■ **AIM OF THE TASK**
Reproduce the listing below word for word, line by line, from start to finish.

---------------

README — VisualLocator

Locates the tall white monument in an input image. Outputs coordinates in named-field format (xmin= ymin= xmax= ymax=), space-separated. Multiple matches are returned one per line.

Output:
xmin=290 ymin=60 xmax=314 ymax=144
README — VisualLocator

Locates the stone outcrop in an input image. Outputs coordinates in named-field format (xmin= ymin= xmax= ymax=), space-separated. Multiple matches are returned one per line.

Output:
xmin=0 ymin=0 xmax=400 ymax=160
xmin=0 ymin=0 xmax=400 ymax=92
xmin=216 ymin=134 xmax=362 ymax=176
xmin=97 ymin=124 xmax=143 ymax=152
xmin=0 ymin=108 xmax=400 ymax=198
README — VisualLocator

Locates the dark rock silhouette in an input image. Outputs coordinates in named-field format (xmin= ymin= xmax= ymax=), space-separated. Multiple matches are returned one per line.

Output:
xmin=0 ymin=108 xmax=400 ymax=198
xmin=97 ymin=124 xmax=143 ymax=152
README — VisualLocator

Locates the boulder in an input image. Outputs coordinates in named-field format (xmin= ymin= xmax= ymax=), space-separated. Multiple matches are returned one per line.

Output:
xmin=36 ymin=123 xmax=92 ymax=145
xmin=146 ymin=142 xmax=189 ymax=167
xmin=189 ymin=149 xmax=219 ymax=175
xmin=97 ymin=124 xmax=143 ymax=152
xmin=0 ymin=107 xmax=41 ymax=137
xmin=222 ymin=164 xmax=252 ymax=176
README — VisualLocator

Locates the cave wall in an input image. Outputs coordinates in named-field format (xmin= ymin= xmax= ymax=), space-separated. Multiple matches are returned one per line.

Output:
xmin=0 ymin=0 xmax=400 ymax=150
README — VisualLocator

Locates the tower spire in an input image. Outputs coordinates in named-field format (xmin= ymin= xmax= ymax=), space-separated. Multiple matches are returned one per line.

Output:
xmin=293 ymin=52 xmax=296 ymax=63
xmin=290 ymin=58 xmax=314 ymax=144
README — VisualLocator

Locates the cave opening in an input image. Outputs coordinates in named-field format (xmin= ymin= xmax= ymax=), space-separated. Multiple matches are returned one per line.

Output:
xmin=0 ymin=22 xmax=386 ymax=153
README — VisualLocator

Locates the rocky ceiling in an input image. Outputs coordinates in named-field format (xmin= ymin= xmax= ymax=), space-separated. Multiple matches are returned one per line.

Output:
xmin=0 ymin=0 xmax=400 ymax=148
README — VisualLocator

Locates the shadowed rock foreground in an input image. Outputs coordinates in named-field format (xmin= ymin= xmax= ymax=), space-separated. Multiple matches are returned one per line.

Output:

---------------

■ **WRITTEN SOLUTION**
README — VisualLocator

Locates the tall white monument in an input image. Outputs coordinates in named-field format (xmin= ymin= xmax= ymax=), space-separated. Multiple matches are returned one per line.

Output:
xmin=290 ymin=60 xmax=314 ymax=144
README — VisualLocator

Locates the stone outcrop in an input image. Outputs coordinates in named-field format (xmin= ymin= xmax= ymax=), space-separated. Multiple matches are returned one per line.

Output:
xmin=0 ymin=0 xmax=400 ymax=160
xmin=0 ymin=0 xmax=400 ymax=92
xmin=216 ymin=134 xmax=362 ymax=176
xmin=97 ymin=124 xmax=143 ymax=152
xmin=0 ymin=108 xmax=400 ymax=198
README — VisualLocator

Locates the dark rock silhouette in an input image. Outputs coordinates in named-field format (xmin= ymin= xmax= ymax=), space-separated. Multiple matches are returned one per line.

Output:
xmin=0 ymin=108 xmax=400 ymax=198
xmin=97 ymin=124 xmax=143 ymax=152
README — VisualLocator

Locates the boulder in an input image. Outputs coordinates in named-field format (xmin= ymin= xmax= ymax=), space-separated. Multiple matches are returned one per line.

Output:
xmin=36 ymin=123 xmax=92 ymax=145
xmin=146 ymin=142 xmax=189 ymax=167
xmin=189 ymin=149 xmax=219 ymax=175
xmin=97 ymin=124 xmax=143 ymax=152
xmin=0 ymin=107 xmax=41 ymax=137
xmin=222 ymin=164 xmax=252 ymax=176
README — VisualLocator

Locates the cave wall in an input image. Outputs coordinates in named-field format (xmin= ymin= xmax= ymax=), space-separated. Multiple matches are returned one per line.

Output:
xmin=0 ymin=0 xmax=400 ymax=150
README — VisualLocator

Locates the tower spire in an input image. Outputs coordinates in named-field format (xmin= ymin= xmax= ymax=), space-separated. Multiple matches are returned one per line.

Output:
xmin=293 ymin=52 xmax=296 ymax=63
xmin=290 ymin=58 xmax=314 ymax=144
README — VisualLocator

Locates the cave opening in an input image. Outputs coordinates in named-field format (xmin= ymin= xmax= ymax=), space-separated. Multiple matches are returned one per line.

Output:
xmin=0 ymin=22 xmax=386 ymax=153
README — VisualLocator

Locates the rocky ceiling in an input image. Outputs coordinates in named-field format (xmin= ymin= xmax= ymax=), space-separated. Multiple matches are returned one per line.

Output:
xmin=0 ymin=0 xmax=400 ymax=148
README — VisualLocator

Locates the shadowed rock foreground in an input image. Outputs coordinates in named-field format (xmin= ymin= xmax= ymax=), space-separated. Multiple matches are returned one per line.

Output:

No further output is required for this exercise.